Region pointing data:

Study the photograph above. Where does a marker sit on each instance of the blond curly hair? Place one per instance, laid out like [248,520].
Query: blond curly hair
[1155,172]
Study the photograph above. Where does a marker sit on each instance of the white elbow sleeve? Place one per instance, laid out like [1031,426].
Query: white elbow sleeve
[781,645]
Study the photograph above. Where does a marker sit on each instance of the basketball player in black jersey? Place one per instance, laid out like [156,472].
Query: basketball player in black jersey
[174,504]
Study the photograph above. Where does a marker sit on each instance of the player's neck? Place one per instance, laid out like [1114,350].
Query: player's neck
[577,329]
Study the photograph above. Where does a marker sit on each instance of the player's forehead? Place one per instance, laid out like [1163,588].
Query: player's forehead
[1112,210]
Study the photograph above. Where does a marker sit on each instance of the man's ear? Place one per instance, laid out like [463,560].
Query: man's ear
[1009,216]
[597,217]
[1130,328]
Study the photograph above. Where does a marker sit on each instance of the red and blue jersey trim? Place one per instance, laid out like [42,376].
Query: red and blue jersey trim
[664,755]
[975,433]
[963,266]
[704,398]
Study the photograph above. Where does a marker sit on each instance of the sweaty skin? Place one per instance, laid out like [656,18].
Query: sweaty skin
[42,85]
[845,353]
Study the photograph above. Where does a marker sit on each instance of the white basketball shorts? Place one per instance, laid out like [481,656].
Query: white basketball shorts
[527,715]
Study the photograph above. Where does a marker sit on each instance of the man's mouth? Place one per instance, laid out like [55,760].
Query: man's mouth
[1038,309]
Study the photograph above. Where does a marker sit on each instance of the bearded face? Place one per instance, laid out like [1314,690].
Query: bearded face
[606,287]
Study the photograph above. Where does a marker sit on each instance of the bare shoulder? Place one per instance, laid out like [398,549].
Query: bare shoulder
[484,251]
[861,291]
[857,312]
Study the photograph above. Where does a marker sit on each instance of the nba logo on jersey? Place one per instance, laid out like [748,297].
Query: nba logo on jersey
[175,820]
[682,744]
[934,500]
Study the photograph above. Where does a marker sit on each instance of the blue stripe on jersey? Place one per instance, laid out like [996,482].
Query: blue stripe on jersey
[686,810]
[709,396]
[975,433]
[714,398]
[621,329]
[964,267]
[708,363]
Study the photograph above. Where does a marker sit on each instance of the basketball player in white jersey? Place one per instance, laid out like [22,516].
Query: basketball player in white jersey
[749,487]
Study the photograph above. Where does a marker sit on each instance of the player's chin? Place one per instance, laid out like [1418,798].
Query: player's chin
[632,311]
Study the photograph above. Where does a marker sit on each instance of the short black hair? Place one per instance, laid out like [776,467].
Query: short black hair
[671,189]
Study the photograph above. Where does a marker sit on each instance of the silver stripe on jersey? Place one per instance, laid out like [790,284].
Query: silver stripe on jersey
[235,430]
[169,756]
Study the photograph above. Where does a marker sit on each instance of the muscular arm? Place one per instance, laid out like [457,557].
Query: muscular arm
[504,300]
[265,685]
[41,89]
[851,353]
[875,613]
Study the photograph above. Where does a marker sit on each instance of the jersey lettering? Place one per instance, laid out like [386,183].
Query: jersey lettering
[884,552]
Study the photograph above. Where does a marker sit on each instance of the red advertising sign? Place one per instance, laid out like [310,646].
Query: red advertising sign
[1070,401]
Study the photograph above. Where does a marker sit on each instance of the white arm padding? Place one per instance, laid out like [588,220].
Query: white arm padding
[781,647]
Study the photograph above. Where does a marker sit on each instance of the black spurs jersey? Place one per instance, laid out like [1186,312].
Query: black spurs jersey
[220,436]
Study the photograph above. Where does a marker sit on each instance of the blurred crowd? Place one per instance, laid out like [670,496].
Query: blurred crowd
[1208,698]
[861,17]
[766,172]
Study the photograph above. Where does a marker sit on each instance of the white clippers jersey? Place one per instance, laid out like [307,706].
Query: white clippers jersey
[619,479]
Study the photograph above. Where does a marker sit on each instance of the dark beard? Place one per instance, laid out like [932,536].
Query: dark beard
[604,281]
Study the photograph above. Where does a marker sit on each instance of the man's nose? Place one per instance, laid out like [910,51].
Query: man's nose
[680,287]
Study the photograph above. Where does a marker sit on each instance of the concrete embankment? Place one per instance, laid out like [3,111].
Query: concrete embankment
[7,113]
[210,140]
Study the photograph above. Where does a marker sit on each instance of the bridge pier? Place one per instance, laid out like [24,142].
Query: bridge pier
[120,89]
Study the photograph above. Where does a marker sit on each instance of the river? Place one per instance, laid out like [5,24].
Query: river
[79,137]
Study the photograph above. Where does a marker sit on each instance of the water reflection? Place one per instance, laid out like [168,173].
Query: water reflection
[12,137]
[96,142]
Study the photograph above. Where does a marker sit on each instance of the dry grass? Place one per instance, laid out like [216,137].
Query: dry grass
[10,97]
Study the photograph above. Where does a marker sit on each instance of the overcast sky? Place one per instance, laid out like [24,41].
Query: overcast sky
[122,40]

WHAT YOU NEED TO DO: All of the data above is to be given again, word for word.

SOLUTION:
Study the photograph above. Where does a marker sit on each instance of the blond curly hair? Place one per instance, laid out like [248,520].
Query: blond curly hair
[1155,172]
Study the photograph above. Where does a marker sit on each instance of the white elbow sleeve? Place one per instance, laid out like [1031,426].
Query: white elbow sleeve
[781,645]
Study the photograph above. Where does a marker sit on each instance of the basketball player in black jersey? Place one per instance, laid out like [156,472].
Query: basketball player in black jersey
[174,504]
Study the photograph above. Where does a marker sit on each instance of the player's neck? Place one per instance, laid out like [1114,350].
Query: player's neck
[577,329]
Study the photograph above. Where does a marker sit on each instance of the player's forehead? Place one per instance, laid out like [1163,588].
Query: player's forehead
[1112,210]
Study the photograph above. Where does a marker sit on each instance of the man's ear? Place one per instance, laid out like [463,560].
Query: man's ear
[1009,216]
[597,217]
[1130,328]
Study the photograph above. Where does a marker sit on each instance of the red and blue jersey trim? Place one per instance, laid out like [42,376].
Query: red and blue jersey trim
[664,755]
[975,433]
[963,266]
[704,398]
Study the photograph above. Where does a marker sit on each instance of the sweaty skin? Place one per instance, laid out like [656,18].
Query: sweaty skin
[42,85]
[845,353]
Study the photograph above. Where does a marker sit on each instance of the white basketball shorts? Place one per instance, laid out like [481,656].
Query: white basketball shorts
[527,715]
Study the photograph above. Where does a marker sit on each instance of the man's mouth? Place one per instance, laid out like [55,760].
Query: man's mouth
[1038,309]
Study the photograph above. Where does a marker sit on each instance of the bearded face? Place one per instance, laid out like [1314,690].
Query: bearded face
[606,287]
Study the photograph above. Where does a marker sit on each instance of the bare shoulder? Place one per instance, laid out like [398,549].
Query: bare shoulder
[484,251]
[861,291]
[857,312]
Study the photograph above. Where does a marker sit on each instance of the nba logo on jersey? Place one per instance, laid out like [748,297].
Query: nba logo on jersey
[175,820]
[682,744]
[934,500]
Study the photograph above. Where does a marker sit on each instance of the blue stripe on jersey? Place one per instance, laid out like [996,482].
Query: blue stripe on jersey
[686,810]
[709,396]
[975,433]
[714,398]
[621,329]
[964,267]
[708,363]
Study the photograph above. Where does a marker sit on each instance of the basketball player in white jersey? Place one per instance, laid out like [22,516].
Query: basketball player in white jersey
[749,487]
Study the photograph above. Where does a marker sit on each instance of the player's chin? Place one per instance, laid out like [1418,798].
Query: player's chin
[632,311]
Study the photograph above. Where does a marker sit on each instance of the short black hair? Place one per instance, laid out like [776,467].
Query: short black hair
[671,189]
Study the photograph above. Where does a marker sit on each instance of the silver stripe on jersey? Place one per instance, laid out like [790,284].
Query: silver stripe on jersey
[235,430]
[169,756]
Study the photograph above. Where does a marker sit on each instance of the muscular arm? Place one per instance, laid out like [457,557].
Query: muscular arm
[504,300]
[265,685]
[41,89]
[851,353]
[875,613]
Study the photograph above. Where does a marker sit on each instance of the jersey lettering? Place one per instance, laid out like [386,183].
Query: jersey lettering
[884,552]
Study the photograph above. Where does a marker sit on each instance of the red advertising sign? Place one per instance, laid out like [310,646].
Query: red advertising sign
[1070,401]
Study the photograph above. Where does a marker sit on each instance of the white arm padding? Place one per instance, laid out like [588,220].
Query: white arm padding
[781,647]
Study the photograph above. Where does a marker sit on each instance of the black spurs jersey? Place one per instance, laid out like [1186,312].
Query: black spurs jersey
[220,436]
Study the photograph above. Where does a marker sit on each instance of the blurred crowd? Place one per instance, laid out like [670,496].
Query: blurred crowd
[1208,698]
[861,17]
[766,172]
Study the photograph above. Where does a marker sit on each instance of the white clippers jersey? Place one per instance, laid out like [307,706].
Query: white clippers jersey
[619,479]
Study the photograph above. Where does a marker sit on each instance of the dark beard? Place one per instance, laid out like [932,536].
Query: dark beard
[604,281]
Study the photograph above. Where does a marker sit on each instance of the man's nose? Place one per instance, laid out like [910,51].
Query: man's nose
[680,287]
Study the photograph above. Where does a marker sit on each instance of the concrete embankment? Place one per instance, laid out like [3,111].
Query: concrete embankment
[7,113]
[210,140]
Study the photograph above. Where does a marker sit on each instance of the bridge pier? Place one per instance, laid out like [24,142].
Query: bridge pier
[120,89]
Study the photograph above. Where does a marker sit on each instance of the river? Place one per instance, laid out like [5,24].
Query: river
[79,137]
Study the photograph above. Where does a marker sit on each instance of the water reflection? Place one per instance, laid out like [168,173].
Query: water reflection
[12,137]
[96,142]
Study the photograph above. Where does a marker sit on each instance of the dry grass? Place one per instance, laid out like [216,137].
Query: dry grass
[10,97]
Study the photograph above. Where does a marker sit on each instance of the overcast sky? Place one per instance, laid out like [24,41].
Query: overcast sky
[122,40]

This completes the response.